EXTRACT PROVIDED START
This isn’t a topic to raise lightly! It’s the Christian response to the most important question of all: “What is the nature of God?” The meaning can be summarized by three simple affirmative statements*:
- There is only one God
- The Father, Son, and Holy Spirit are each God.
- The Father, Son, and Holy Spirit are not the same.
(*From the excellent little book: The Trinity: How Not to be a Heretic by Stephen Bullivant.)
Now, the interesting thing about this definition is that everyone recognizes that these three statements present a logical problem – yet we still insist that all three are essential to an authentic Christian faith (see The ‘Christian Litmus Test’).
The word Trinity isn’t found in the Bible: it’s a word that first appears in Christian writings about 170 AD, and it would be several more centuries before the teaching was formally spelled out in the Ecumenical Christian Creeds. So did it take that time for the early Christians to invent this idea? By no means! Every aspect of the above definition is solidly supported in the Bible (both New and Old Testaments actually) but it took Christians a few centuries (and a lot of arguing) before they agreed on just how to express the full Biblical teaching without falling into some kind of error (heresy). The problem is that when God revealed His nature in the Bible He described a relationship that doesn’t resemble anything in human experience. Since this is God’s self-description, we don’t want to leave anything out, but that’s what people have often tried to do. We call those omissions Trinitarian Heresies!
EXTRACT PROVIDED END
GIVEN RECORDS START
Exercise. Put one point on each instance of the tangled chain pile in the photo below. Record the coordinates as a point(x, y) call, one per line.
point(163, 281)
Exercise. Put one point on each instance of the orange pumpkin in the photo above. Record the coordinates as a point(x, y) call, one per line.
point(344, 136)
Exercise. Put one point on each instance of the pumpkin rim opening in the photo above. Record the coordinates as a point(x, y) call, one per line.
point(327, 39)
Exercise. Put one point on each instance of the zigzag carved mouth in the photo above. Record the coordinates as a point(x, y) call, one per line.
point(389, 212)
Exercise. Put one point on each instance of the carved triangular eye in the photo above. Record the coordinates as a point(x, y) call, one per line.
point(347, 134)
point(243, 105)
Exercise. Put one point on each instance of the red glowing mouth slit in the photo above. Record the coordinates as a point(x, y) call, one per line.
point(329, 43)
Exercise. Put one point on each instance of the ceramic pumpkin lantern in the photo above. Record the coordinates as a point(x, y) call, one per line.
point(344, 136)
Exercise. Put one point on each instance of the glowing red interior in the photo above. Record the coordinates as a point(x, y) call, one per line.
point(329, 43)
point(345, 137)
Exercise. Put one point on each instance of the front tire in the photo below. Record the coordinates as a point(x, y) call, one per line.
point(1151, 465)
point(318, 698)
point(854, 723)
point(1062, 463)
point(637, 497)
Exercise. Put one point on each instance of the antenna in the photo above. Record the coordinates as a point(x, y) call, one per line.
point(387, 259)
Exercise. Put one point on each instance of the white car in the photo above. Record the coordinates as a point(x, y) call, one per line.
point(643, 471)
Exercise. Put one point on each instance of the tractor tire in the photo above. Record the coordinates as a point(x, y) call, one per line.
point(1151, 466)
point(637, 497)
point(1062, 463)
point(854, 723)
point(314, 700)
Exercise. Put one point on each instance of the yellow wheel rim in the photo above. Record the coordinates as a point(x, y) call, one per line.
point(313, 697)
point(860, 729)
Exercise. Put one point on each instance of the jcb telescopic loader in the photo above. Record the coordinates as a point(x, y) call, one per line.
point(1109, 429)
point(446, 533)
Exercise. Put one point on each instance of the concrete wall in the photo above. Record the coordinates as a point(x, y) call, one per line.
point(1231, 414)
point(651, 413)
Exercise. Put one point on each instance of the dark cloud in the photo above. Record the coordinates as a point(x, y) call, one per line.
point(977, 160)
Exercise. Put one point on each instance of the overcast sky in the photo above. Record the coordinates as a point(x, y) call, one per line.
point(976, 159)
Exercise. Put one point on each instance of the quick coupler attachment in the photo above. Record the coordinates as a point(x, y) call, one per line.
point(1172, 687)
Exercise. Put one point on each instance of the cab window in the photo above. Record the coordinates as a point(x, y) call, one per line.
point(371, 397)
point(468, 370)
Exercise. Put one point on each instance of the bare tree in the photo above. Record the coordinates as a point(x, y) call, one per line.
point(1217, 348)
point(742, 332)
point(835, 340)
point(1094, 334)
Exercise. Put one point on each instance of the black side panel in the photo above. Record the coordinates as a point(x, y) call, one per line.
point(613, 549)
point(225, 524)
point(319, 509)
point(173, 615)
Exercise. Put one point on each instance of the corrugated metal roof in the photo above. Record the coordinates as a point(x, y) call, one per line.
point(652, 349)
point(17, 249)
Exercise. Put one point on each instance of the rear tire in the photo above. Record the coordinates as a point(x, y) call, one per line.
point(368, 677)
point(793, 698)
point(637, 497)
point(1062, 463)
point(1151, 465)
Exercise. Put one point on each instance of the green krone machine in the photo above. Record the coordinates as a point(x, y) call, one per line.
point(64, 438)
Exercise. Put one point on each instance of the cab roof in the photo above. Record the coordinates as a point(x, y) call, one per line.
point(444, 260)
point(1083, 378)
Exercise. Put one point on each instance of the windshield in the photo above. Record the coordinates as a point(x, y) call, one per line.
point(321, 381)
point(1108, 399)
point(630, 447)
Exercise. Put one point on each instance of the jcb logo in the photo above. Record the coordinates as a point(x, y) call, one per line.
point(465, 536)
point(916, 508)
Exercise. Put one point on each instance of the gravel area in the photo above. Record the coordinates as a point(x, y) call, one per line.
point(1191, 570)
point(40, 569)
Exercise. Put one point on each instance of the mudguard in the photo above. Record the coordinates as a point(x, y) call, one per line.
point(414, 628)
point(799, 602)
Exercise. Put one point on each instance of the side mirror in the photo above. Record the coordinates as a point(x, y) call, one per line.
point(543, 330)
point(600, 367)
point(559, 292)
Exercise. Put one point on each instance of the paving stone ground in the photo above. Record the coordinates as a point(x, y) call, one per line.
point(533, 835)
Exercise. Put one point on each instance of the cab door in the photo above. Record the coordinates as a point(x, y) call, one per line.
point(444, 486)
GIVEN RECORDS END
GIVEN RECORDS START
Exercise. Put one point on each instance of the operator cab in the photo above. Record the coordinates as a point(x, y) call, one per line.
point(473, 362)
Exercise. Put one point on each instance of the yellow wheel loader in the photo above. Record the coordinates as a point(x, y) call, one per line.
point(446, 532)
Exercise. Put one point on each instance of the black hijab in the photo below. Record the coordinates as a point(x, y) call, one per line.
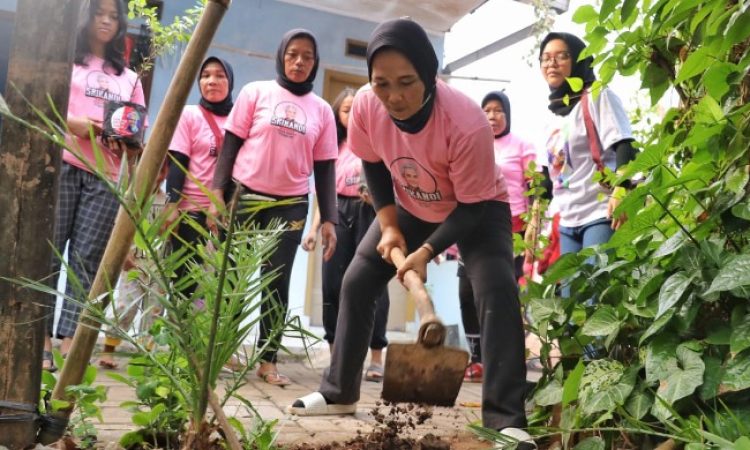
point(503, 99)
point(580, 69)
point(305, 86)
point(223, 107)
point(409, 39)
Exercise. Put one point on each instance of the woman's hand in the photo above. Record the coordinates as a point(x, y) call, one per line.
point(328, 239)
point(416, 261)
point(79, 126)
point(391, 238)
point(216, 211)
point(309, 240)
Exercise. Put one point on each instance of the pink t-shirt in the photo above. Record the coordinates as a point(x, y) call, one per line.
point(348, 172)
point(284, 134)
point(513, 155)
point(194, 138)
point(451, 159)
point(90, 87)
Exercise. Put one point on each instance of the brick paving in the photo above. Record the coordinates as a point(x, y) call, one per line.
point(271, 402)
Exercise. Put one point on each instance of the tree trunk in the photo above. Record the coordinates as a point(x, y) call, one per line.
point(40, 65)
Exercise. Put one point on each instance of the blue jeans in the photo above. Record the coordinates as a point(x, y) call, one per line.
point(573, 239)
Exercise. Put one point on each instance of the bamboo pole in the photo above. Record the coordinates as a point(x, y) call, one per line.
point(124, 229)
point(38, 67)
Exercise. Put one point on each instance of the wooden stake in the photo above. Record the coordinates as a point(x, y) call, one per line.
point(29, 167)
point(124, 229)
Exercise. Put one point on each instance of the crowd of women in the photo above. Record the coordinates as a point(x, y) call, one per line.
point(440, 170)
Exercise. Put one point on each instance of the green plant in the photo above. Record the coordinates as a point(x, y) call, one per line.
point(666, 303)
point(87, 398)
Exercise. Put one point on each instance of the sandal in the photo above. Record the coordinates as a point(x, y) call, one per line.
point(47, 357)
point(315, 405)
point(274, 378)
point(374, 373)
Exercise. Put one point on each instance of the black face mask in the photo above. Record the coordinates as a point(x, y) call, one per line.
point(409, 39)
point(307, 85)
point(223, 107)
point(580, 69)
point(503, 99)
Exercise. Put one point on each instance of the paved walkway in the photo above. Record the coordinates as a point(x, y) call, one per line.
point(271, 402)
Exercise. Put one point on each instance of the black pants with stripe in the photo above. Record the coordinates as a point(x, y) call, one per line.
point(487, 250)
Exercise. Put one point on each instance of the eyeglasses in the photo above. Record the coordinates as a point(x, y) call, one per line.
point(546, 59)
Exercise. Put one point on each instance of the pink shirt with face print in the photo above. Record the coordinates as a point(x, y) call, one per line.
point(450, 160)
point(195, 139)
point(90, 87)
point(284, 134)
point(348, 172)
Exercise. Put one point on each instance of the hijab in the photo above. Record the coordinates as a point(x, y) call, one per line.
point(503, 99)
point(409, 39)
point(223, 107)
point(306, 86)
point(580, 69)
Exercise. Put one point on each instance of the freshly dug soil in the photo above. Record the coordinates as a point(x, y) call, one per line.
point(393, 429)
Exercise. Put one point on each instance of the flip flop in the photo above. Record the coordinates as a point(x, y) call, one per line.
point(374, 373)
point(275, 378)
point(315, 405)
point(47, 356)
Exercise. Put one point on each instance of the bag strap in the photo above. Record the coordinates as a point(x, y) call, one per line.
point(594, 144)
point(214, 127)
GIVEN RECORDS END
#### [TASK TO CARRY OUT]
Return everything in the passage on the Trinity from "- The Father, Son, and Holy Spirit are not" down to "The ‘Christian Litmus Test’).", copied word for word.

#### [EXERCISE OUTPUT]
- The Father, Son, and Holy Spirit are not the same.
(*From the excellent little book: The Trinity: How Not to be a Heretic by Stephen Bullivant.)
Now, the interesting thing about this definition is that everyone recognizes that these three statements present a logical problem – yet we still insist that all three are essential to an authentic Christian faith (see The ‘Christian Litmus Test’).